[Natural-language object grounding data]
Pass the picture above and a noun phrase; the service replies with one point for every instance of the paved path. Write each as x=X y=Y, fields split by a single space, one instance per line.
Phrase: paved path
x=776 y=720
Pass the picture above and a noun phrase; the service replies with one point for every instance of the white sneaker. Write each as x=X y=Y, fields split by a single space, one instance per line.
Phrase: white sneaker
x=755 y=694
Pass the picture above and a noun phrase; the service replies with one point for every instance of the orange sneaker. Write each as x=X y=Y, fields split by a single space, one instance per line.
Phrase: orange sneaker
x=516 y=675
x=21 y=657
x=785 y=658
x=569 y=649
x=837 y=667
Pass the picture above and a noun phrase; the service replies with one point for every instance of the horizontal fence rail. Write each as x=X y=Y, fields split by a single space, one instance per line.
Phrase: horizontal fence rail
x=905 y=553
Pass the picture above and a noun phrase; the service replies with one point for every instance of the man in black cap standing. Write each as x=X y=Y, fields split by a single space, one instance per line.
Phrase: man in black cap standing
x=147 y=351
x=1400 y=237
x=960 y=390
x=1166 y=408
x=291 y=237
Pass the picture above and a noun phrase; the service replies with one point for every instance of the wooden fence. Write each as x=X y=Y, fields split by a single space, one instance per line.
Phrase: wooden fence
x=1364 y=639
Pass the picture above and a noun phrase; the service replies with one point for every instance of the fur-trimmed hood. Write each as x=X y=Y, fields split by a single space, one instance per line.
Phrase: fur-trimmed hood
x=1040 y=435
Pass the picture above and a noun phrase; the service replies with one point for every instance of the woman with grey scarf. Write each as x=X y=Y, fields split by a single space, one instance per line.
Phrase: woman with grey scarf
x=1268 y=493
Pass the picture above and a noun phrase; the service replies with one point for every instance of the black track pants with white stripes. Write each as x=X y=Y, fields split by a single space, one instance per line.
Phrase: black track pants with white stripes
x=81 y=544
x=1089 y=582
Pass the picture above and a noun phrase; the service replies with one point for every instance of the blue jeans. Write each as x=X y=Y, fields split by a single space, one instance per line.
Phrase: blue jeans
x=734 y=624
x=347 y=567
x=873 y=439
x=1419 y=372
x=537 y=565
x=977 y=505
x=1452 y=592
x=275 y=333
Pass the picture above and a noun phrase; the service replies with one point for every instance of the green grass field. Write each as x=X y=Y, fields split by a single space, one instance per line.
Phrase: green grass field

● What the exercise asks:
Go through the records above. Copy each line in which the string "green" appears.

● Expected answer:
Pass the picture above and a noun phrase; the service replies with one point for every instance of the green grass field. Write each as x=X y=Y, fields split by a single space, one instance per line.
Phrase: green grass field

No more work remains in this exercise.